* Short exercise:
Recast the data as a numbered list, from the line with "Find blurred background." up to and including the line with "xmin=268 ymin=85 xmax=287 ymax=97", leaving out any blank lines.

* Records for this task:
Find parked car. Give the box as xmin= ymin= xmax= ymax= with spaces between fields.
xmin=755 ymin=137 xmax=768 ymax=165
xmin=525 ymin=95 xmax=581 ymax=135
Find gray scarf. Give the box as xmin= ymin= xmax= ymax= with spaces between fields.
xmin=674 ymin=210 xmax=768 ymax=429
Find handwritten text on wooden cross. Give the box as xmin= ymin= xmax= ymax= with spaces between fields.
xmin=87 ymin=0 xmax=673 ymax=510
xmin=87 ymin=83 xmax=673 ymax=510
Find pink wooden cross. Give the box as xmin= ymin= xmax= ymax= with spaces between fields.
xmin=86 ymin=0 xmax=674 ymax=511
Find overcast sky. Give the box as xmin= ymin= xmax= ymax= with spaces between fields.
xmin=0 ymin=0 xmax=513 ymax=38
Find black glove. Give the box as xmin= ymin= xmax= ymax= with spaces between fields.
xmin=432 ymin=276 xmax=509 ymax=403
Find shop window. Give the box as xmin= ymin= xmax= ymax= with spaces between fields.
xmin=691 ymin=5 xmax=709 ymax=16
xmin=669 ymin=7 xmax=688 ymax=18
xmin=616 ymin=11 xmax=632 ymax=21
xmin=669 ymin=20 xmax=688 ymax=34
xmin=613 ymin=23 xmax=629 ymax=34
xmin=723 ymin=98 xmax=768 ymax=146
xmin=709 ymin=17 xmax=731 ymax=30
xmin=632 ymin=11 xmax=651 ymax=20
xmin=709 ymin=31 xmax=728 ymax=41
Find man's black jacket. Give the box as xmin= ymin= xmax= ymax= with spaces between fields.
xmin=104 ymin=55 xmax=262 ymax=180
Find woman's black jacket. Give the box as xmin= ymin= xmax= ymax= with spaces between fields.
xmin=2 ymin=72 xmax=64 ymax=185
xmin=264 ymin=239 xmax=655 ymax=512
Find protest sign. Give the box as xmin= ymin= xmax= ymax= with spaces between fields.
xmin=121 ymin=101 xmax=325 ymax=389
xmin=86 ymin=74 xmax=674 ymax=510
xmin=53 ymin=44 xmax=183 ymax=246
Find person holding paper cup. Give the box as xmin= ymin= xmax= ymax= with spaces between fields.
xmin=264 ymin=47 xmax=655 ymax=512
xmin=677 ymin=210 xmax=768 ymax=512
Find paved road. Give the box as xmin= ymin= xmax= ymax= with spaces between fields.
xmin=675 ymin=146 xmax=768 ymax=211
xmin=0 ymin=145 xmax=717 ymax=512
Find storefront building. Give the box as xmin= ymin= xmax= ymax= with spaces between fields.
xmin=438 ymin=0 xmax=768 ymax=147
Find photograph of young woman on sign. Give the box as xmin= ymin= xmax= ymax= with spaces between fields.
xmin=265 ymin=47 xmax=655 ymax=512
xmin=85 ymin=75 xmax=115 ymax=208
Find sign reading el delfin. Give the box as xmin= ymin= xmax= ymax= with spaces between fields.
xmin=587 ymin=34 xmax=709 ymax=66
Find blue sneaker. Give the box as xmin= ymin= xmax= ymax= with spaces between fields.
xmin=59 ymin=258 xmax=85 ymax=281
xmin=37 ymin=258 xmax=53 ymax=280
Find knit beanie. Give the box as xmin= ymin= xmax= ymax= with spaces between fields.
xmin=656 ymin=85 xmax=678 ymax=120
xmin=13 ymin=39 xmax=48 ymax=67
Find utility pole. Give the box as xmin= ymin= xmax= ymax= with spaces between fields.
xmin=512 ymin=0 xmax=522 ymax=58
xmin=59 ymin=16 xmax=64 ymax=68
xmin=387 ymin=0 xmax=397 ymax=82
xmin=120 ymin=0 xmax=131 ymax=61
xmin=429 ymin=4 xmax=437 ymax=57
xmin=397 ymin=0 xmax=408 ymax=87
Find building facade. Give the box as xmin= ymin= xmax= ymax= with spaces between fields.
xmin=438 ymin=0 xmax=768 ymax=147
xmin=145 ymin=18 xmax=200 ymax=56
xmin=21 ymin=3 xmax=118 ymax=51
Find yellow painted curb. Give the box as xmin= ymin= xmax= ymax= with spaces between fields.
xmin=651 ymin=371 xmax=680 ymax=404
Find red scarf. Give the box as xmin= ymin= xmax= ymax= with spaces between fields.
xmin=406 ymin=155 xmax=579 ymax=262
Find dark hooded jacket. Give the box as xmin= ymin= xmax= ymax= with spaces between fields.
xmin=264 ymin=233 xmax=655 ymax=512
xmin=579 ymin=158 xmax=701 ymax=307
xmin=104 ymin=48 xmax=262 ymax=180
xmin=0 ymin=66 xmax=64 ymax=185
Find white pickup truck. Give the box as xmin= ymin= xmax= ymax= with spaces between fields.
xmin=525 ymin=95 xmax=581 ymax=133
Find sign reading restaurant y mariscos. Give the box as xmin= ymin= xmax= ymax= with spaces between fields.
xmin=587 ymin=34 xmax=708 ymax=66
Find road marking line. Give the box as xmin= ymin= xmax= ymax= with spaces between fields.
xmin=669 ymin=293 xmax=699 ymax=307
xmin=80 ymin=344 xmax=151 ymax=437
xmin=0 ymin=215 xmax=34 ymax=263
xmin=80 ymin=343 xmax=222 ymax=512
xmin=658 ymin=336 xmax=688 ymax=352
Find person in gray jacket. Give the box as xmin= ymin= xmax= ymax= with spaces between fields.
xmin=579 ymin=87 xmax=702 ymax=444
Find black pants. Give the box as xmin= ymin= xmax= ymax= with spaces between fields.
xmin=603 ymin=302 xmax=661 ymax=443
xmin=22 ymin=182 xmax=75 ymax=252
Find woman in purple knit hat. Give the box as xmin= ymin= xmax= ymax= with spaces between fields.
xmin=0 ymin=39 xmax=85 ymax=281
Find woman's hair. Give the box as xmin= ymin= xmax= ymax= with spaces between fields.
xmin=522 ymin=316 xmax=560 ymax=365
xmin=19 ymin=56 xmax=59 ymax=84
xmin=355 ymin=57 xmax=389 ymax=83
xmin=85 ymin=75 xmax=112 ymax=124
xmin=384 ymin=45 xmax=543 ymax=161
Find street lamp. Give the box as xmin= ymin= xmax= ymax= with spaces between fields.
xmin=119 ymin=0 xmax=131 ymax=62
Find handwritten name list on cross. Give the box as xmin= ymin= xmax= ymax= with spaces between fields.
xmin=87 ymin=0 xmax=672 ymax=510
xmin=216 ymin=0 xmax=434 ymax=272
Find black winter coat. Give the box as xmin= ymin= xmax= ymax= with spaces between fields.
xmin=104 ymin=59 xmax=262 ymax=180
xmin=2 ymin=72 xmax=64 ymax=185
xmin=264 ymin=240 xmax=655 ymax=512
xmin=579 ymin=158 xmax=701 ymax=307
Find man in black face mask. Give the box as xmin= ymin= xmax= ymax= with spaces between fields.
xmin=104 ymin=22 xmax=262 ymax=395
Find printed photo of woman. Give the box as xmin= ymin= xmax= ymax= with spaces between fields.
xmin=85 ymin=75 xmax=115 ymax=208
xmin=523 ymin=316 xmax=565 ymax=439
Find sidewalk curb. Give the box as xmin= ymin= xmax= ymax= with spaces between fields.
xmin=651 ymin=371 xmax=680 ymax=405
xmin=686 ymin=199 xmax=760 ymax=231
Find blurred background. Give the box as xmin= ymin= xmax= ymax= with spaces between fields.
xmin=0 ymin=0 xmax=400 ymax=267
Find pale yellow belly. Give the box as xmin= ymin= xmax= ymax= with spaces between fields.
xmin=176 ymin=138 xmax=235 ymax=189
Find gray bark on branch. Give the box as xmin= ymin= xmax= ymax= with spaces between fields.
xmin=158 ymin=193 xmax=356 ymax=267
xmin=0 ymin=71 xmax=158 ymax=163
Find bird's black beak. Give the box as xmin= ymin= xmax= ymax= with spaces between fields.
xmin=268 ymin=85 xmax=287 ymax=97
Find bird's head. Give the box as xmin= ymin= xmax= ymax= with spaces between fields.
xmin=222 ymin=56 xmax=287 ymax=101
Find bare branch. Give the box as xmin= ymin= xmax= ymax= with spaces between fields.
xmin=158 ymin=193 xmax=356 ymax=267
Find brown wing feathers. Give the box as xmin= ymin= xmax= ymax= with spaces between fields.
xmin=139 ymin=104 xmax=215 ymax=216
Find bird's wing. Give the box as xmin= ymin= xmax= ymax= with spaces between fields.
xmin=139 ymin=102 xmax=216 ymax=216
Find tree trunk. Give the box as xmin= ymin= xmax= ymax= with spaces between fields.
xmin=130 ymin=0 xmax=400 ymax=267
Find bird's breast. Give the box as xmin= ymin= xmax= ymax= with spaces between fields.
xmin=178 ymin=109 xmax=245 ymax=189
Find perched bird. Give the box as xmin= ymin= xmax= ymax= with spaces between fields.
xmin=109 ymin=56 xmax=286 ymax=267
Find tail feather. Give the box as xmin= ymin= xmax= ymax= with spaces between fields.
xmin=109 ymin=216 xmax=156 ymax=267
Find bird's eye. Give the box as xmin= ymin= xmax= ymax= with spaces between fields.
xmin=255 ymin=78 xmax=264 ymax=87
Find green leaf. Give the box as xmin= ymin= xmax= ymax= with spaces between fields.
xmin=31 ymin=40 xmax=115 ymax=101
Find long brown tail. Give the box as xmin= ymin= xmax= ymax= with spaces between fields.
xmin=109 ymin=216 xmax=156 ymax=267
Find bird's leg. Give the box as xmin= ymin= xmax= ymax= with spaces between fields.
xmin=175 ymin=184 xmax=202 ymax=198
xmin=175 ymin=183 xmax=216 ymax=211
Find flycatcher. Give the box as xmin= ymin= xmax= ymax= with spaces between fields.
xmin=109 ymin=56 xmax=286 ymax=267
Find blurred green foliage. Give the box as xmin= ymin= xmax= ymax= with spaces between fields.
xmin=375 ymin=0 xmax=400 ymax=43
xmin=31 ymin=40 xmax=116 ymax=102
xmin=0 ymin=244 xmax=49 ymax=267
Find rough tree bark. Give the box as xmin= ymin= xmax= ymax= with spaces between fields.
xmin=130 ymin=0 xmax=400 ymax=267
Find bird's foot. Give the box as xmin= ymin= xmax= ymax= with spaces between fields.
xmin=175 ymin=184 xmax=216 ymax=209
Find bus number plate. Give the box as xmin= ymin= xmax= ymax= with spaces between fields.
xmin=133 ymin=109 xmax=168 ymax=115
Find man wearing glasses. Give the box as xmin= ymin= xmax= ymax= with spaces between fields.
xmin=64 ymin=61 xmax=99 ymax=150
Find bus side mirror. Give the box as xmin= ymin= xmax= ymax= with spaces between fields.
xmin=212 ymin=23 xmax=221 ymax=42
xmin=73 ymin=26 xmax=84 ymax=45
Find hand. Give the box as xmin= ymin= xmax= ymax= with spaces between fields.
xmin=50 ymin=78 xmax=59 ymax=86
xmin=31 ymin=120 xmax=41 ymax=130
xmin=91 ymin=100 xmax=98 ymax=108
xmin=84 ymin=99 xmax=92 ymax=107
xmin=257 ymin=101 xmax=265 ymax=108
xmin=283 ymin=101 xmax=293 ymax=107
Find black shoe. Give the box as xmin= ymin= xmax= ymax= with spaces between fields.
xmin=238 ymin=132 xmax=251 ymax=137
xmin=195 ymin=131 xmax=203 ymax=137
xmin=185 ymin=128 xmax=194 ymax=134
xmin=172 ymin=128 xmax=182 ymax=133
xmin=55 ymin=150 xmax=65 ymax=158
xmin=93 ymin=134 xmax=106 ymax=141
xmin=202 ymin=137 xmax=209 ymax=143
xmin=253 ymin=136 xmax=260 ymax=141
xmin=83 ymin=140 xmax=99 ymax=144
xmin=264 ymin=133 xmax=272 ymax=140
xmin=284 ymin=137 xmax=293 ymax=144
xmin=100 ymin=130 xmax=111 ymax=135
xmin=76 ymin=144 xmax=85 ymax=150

* Solved problem:
1. Find blurred background. Give the box as xmin= ymin= xmax= ymax= with spaces between fields.
2. xmin=0 ymin=0 xmax=400 ymax=267
3. Find pale yellow belly. Give the box as xmin= ymin= xmax= ymax= with spaces between fields.
4. xmin=176 ymin=138 xmax=235 ymax=189
5. Find gray bark on branch. Give the box as xmin= ymin= xmax= ymax= with spaces between fields.
6. xmin=158 ymin=193 xmax=356 ymax=267
7. xmin=0 ymin=71 xmax=158 ymax=163
8. Find bird's black beak. Give the box as xmin= ymin= xmax= ymax= with spaces between fields.
9. xmin=268 ymin=85 xmax=287 ymax=97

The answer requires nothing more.